◆ **Work to be completed**:
Copy out every record exactly.

◆ **Collection entries**:
╔══
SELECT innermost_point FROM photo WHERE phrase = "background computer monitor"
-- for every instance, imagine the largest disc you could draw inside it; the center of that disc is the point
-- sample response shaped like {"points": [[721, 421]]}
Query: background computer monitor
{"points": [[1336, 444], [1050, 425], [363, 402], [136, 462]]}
╚══
◆ **Solution for this problem**:
SELECT innermost_point FROM photo WHERE phrase = "background computer monitor"
-- for every instance, imagine the largest disc you could draw inside it; the center of that disc is the point
-- sample response shaped like {"points": [[721, 421]]}
Query: background computer monitor
{"points": [[1336, 444], [1050, 425], [363, 402], [136, 462]]}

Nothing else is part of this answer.